İncelenen metin:
========

Kurulduğumuz günden bugüne, özel tiyatroların sanatsal üretimini zenginleştirirken ekonomik, sosyal ve hukuki açıdan güçlenmesi ve sürdürülebilir hale gelmesini sağlamak için çalışmalar yürütüyoruz. Pandemi, deprem, sel gibi toplumsal olarak yaşadığımız acıların dinmesini dilerken, her türlü krizde özel tiyatroları savunmasız bırakan sorunlar için kalıcı çözümlerin hayata geçirilmesini, özel tiyatroların sürdürülebilirlik sorununu konuştuğumuz son 27 Mart olmasını bekliyoruz.
Halihazırda maddi zorluklar yaşayan, ayakta kalmaya çalışan, kamu kurum ve kuruluşlarından anayasal hakkı olan desteği bekleyen özel tiyatrolar olarak, toplumsal sorumluluğumuzun bilinciyle deprem alanına destek için #SahnedenDayanışma’yı başlattık. Ortağımız olan özel tiyatrolar, herkes gibi ellerindeki kısıtlı imkanları dayanışma için seferber etti ancak, ilgili kamu kurumlarınca korunması gereken tiyatro alanına dair özel bir çalışma yapılmadığını gördük.

========

Görev koşulları:
1. İncelenen metne göre özel tiyatrolar #SahnedenDayanışma'yı neden başlatmıştır? Bir iki cümleyle açıklayın.
2. İncelenen metne göre aşağıdaki soruları yanıtlayın.
(a) Toplumsal olarak yaşanan hangi acılar sayılıyor?
(b) Özel tiyatrolar kamu kurum ve kuruluşlarından neyi bekliyor?
(c) Ortak özel tiyatrolar dayanışma için neyi seferber etti?
3. İncelenen metinde "Halihazırda maddi zorluklar" ile "çalışma yapılmadığını gördük." arasındaki kısmı, bu ifadeler de dahil olmak üzere harfi harfine aktarın.

Verilen satırlar:
========

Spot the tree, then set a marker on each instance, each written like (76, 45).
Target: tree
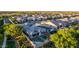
(65, 38)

========

Sonuçlar:
1. Özel tiyatrolar #SahnedenDayanışma'yı toplumsal sorumluluklarının bilinciyle, deprem alanına destek olmak için başlatmıştır.

2.
(a) Pandemi, deprem ve sel.
(b) Anayasal hakları olan desteği.
(c) Ellerindeki kısıtlı imkanları.

3.
Halihazırda maddi zorluklar yaşayan, ayakta kalmaya çalışan, kamu kurum ve kuruluşlarından anayasal hakkı olan desteği bekleyen özel tiyatrolar olarak, toplumsal sorumluluğumuzun bilinciyle deprem alanına destek için #SahnedenDayanışma’yı başlattık. Ortağımız olan özel tiyatrolar, herkes gibi ellerindeki kısıtlı imkanları dayanışma için seferber etti ancak, ilgili kamu kurumlarınca korunması gereken tiyatro alanına dair özel bir çalışma yapılmadığını gördük.